*TEXTE FOURNI*:
+--

Histoire d'une découverte, classée monument historique
Classé monument historique N° MH 28-10-1916.>>> accés site Ministère de la culture
Le monument le plus remarquable que nous possédons à LOUIN est assurément l'hypogée Gallo-romain.
Il a été découvert au mois de mars 1898 par le père de M. Albert Moreau, Clément Moreau - Baranger, cultivateur à Louin (la rumeur dit aussi, qu'en réalité, ce serait son ouvrier qui l'aurait découvert). Voulant procéder à une plantation sur sa parcelle du Champ des Chênes, en creusant, il eut l'attention attirée par un massif en maçonnerie qui lui parut très ancien. En explorant plus profondément il dégagea une porte d'entrée, qui se trouva murée.
M. Arthur Bounault, le conservateur du musée Lapidaire de Niort, s’est rendu à Louin dès le 15 mars, sur l'invitation de M. le Docteur Bouchet, de SAINT-LOUP. Ils ont immédiatement procédé ensemble à l'exploration méthodique du caveau et des tombes.

+--

*DONNÉES FOURNIES*:
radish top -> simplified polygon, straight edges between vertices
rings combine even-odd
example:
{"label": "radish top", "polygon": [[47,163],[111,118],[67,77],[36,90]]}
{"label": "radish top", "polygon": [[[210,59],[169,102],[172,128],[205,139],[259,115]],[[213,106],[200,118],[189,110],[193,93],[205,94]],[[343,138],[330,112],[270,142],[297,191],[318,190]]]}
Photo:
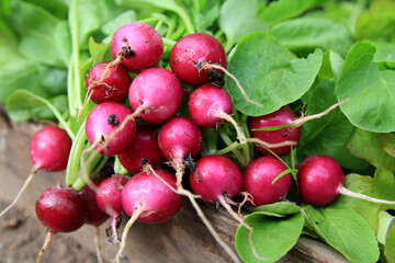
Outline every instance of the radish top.
{"label": "radish top", "polygon": [[86,203],[72,188],[46,188],[35,204],[38,220],[53,232],[71,232],[86,220]]}
{"label": "radish top", "polygon": [[338,195],[345,174],[339,163],[328,156],[309,156],[297,165],[297,185],[307,204],[324,206]]}
{"label": "radish top", "polygon": [[221,195],[235,197],[241,188],[238,167],[223,156],[206,156],[196,161],[196,171],[190,173],[194,193],[205,202],[214,203]]}
{"label": "radish top", "polygon": [[129,71],[138,73],[160,61],[163,42],[153,26],[132,22],[121,26],[111,39],[112,57],[116,58],[120,50],[125,52],[122,64]]}
{"label": "radish top", "polygon": [[[176,178],[169,172],[156,170],[157,175],[176,190]],[[173,217],[182,206],[182,196],[176,194],[153,173],[135,174],[122,191],[122,204],[132,216],[135,208],[142,206],[137,218],[142,222],[161,222]]]}
{"label": "radish top", "polygon": [[213,128],[224,122],[218,117],[218,113],[232,114],[233,104],[226,90],[213,84],[205,84],[192,92],[188,108],[195,124]]}
{"label": "radish top", "polygon": [[[207,61],[226,68],[226,53],[221,42],[205,33],[190,34],[179,39],[170,53],[170,67],[184,83],[199,87],[211,82],[207,71],[198,69]],[[215,70],[222,75],[219,70]]]}
{"label": "radish top", "polygon": [[[269,144],[279,144],[285,140],[298,141],[301,137],[300,127],[285,127],[278,130],[252,130],[258,128],[275,127],[291,124],[296,116],[289,106],[282,106],[280,110],[259,117],[248,117],[248,129],[251,137],[256,137]],[[257,147],[261,155],[271,155],[264,147]],[[272,148],[278,156],[286,156],[291,152],[291,146]]]}
{"label": "radish top", "polygon": [[56,126],[38,130],[30,145],[30,157],[36,170],[57,172],[65,170],[71,149],[68,134]]}
{"label": "radish top", "polygon": [[144,70],[133,80],[128,99],[133,111],[150,107],[139,117],[147,123],[163,123],[176,115],[182,102],[182,88],[177,77],[163,68]]}
{"label": "radish top", "polygon": [[198,156],[202,149],[202,134],[191,119],[173,117],[160,128],[158,142],[166,159],[183,161],[188,153]]}

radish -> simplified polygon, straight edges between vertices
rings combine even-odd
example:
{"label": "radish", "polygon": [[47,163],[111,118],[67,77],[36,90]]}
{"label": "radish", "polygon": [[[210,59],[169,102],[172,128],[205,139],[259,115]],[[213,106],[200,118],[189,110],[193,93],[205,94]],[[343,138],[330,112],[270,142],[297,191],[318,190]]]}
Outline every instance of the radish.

+--

*PETIT EXERCICE*:
Répondez aux questions suivantes d'après le texte sur l'hypogée de Louin :
(a) En quel mois et en quelle année l'hypogée a-t-il été découvert ?
(b) Que voulait faire le cultivateur sur sa parcelle du Champ des Chênes ?
(c) Quelle fonction occupait M. Arthur Bounault ?
Les données n'ont aucun lien avec le texte sur l'hypogée de Louin.

*RÉPONSE RÉDIGÉE*:
(a) En mars 1898.
(b) Il voulait y faire une plantation.
(c) Il était conservateur du musée Lapidaire de Niort.